— START Document —
Forget Jim Carrey's splendid brilliance in "Man on the Moon" for a second. Go back with me to 1977 and Bud Friedman's Improvisation West club in Los Angeles.
Andy Kaufman schleps two plump conga drums onstage with him, which he never uses. We in the audience know that whatever comes next will be special. We're keyed up. Some of us are already serious admirers. We've already seen him a couple times on "Saturday Night Live" and a short-lived TV show called "Van Dyke and Co."
Kaufman's first bit is mime. He picks up an invisible heavy object at one end of the stage and slowly carries it to the other, staggering under its imaginary weight. Then he turns, gets a dopey, saucer-eyed expression, sticks his finger in the air as if to say "aha!" and seems to spot another large object where the first came from. So he mimes a return to the original spot and laboriously schleps that one across the stage, too.
— END Document —
— START Listed records —
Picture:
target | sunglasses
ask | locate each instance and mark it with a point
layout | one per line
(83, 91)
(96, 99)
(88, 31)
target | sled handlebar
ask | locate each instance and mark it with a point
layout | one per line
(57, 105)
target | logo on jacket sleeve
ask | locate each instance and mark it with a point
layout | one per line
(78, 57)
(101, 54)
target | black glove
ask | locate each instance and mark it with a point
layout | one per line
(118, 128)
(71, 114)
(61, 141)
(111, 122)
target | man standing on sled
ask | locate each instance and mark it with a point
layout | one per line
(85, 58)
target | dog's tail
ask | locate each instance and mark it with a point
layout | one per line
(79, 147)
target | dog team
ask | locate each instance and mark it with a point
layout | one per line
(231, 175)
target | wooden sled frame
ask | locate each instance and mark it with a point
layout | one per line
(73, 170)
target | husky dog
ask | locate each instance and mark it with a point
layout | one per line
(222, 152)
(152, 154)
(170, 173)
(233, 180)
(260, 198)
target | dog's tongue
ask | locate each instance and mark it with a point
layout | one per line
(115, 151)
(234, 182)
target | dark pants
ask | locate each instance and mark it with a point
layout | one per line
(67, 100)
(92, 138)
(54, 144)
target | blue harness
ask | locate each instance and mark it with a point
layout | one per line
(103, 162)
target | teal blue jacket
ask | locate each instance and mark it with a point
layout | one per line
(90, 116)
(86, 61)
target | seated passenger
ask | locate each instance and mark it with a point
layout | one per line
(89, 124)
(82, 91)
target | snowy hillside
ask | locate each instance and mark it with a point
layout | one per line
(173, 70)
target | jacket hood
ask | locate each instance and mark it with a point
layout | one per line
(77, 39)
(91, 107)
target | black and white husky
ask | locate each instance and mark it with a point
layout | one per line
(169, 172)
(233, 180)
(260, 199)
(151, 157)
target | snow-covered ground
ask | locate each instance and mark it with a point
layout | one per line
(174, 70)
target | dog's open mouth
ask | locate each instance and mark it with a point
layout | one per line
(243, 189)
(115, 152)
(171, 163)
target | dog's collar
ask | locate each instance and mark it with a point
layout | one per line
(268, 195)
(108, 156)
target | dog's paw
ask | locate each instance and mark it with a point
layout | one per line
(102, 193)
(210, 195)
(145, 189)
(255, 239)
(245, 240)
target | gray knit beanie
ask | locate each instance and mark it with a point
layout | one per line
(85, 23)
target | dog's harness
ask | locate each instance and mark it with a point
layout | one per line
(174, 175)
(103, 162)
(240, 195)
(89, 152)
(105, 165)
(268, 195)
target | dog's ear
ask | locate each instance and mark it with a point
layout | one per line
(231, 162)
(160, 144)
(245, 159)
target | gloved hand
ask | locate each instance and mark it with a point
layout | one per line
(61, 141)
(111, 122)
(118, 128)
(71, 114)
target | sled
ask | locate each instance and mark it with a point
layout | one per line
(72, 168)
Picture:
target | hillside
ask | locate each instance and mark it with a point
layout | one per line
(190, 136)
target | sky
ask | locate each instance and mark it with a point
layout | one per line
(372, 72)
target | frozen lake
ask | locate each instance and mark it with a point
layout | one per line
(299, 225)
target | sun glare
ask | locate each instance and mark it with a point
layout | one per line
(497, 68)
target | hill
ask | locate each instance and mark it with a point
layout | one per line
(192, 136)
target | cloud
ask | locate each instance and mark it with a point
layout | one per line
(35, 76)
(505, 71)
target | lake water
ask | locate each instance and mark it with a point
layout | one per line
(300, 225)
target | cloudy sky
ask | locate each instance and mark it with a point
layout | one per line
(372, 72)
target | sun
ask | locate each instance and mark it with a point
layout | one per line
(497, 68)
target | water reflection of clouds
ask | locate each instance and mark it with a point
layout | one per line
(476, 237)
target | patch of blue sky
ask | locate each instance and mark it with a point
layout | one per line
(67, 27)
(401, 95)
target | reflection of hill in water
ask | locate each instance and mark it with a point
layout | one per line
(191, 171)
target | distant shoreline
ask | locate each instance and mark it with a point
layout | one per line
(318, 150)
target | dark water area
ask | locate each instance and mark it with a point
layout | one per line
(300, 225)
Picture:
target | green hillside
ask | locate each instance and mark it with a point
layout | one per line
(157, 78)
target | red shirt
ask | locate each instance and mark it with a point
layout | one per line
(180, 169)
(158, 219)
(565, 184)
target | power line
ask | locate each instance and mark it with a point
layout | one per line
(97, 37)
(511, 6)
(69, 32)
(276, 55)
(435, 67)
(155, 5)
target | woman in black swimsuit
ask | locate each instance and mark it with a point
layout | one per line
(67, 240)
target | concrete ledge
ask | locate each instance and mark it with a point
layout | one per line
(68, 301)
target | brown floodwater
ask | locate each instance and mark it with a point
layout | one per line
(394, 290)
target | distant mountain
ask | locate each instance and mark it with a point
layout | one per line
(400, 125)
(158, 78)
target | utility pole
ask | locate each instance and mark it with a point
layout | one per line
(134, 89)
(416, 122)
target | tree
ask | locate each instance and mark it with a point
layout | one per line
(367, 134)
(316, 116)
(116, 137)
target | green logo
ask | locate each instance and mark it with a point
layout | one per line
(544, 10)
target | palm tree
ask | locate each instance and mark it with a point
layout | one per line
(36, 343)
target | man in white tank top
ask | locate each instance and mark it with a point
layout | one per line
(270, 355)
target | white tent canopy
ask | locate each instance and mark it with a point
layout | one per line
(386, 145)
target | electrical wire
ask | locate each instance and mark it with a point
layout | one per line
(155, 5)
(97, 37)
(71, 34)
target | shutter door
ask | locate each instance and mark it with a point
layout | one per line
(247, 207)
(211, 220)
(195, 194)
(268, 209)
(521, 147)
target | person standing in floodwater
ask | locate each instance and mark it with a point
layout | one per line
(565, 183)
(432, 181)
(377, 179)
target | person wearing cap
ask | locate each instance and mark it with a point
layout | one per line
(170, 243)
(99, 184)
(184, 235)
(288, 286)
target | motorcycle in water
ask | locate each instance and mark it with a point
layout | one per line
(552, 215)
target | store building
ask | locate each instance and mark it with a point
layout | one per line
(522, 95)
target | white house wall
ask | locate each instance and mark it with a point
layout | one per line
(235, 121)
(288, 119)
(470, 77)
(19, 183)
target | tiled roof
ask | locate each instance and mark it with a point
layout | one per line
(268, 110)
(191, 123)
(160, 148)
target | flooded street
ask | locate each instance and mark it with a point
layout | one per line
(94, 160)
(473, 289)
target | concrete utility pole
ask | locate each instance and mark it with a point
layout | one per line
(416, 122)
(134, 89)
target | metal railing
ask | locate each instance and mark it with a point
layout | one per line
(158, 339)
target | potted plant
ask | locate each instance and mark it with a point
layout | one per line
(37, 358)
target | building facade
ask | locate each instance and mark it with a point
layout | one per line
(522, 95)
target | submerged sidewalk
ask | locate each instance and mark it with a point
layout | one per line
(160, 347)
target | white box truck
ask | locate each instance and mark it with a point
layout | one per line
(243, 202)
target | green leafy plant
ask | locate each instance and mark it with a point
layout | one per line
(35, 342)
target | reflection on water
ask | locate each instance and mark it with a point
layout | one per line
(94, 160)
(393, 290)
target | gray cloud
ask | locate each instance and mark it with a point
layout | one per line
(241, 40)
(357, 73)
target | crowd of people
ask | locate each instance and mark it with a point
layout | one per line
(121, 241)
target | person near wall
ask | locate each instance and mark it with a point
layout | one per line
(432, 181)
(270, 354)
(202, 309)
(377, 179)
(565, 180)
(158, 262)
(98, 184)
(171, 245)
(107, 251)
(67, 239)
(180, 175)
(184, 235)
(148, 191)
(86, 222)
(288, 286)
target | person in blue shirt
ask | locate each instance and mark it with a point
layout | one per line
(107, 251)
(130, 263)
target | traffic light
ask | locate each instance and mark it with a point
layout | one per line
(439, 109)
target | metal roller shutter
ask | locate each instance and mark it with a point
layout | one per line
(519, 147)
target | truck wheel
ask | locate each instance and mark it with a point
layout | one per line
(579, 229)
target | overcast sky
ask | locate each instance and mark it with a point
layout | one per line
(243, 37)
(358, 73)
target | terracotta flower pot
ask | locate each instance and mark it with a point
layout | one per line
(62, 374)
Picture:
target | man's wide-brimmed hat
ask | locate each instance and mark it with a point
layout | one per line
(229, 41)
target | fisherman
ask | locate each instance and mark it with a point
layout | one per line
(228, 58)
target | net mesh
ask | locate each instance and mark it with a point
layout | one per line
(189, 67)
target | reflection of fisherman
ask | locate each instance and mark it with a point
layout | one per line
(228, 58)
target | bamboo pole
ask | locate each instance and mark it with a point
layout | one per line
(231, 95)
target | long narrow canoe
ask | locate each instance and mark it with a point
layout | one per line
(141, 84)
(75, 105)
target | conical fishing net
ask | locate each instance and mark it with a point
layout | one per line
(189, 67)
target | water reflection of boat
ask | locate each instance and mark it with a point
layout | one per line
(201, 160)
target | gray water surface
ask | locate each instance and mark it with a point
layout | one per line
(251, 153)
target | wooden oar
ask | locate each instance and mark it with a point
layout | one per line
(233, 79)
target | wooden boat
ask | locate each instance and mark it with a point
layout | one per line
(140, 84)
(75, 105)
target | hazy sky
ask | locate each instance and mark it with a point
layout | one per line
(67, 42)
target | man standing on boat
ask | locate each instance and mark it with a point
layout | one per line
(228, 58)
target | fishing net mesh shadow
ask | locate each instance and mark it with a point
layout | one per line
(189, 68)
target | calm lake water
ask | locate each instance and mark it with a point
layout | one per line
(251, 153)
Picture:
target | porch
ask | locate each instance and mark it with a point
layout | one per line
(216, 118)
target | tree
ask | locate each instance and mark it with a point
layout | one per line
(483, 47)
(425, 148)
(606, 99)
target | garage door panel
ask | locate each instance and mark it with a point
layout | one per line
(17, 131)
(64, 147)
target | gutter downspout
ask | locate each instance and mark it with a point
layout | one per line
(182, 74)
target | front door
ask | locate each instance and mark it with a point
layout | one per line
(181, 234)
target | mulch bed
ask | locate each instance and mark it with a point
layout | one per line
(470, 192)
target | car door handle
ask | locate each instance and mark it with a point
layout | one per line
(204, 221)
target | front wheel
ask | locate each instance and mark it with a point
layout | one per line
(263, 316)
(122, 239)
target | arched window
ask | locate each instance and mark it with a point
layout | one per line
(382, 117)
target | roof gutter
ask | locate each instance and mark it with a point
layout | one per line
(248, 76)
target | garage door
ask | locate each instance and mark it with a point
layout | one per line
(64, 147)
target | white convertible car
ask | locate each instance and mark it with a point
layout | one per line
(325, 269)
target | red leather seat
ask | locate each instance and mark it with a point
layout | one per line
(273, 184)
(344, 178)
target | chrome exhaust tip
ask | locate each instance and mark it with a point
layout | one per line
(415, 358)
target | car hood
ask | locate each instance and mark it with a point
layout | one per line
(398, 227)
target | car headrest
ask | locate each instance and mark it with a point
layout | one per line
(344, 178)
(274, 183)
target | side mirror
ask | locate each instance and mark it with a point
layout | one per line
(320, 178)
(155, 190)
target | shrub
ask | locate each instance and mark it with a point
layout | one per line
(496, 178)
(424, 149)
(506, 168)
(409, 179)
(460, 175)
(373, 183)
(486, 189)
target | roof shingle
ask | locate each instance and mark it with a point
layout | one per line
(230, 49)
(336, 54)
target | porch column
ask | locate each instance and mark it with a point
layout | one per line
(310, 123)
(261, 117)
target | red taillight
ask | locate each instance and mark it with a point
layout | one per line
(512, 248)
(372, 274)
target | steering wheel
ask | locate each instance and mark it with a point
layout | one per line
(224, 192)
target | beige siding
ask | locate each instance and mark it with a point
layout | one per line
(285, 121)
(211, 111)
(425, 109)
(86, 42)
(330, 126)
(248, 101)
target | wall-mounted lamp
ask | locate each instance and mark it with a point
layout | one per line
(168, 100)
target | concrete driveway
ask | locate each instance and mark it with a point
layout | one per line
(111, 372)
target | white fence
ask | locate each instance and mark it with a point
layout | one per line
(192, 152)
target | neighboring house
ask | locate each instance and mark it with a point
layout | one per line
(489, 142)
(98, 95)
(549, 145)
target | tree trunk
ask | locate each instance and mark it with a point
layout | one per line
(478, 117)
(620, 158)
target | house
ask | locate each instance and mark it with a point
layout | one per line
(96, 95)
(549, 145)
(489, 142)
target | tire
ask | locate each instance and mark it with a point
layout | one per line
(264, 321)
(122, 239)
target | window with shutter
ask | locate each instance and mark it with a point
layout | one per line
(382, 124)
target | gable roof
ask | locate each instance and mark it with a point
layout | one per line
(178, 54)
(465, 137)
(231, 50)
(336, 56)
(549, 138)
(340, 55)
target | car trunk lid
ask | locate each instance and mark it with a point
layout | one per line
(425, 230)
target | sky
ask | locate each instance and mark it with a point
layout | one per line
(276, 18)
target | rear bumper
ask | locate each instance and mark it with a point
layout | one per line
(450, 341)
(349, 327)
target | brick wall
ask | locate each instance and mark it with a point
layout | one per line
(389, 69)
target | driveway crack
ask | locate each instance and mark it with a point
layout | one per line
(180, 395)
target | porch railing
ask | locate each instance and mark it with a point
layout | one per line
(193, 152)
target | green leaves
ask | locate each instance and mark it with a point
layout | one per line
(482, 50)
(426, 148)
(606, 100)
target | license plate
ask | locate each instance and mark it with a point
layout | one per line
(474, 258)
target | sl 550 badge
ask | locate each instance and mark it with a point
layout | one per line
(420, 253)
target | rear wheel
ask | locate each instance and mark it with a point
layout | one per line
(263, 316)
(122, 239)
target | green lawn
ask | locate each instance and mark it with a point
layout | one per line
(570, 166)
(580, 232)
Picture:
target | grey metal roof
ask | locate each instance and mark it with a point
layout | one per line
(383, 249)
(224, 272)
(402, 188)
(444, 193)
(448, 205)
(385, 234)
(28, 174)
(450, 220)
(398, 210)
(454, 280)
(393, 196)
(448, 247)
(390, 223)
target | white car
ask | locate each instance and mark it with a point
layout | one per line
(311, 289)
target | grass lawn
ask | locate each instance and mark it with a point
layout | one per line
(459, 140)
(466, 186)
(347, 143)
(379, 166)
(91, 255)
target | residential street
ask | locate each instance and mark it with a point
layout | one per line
— END Listed records —
Instructions to follow -
Reproduce the Andy Kaufman text word for word, from "Kaufman's first bit" up to and including "the stage, too.".

Expected output -
Kaufman's first bit is mime. He picks up an invisible heavy object at one end of the stage and slowly carries it to the other, staggering under its imaginary weight. Then he turns, gets a dopey, saucer-eyed expression, sticks his finger in the air as if to say "aha!" and seems to spot another large object where the first came from. So he mimes a return to the original spot and laboriously schleps that one across the stage, too.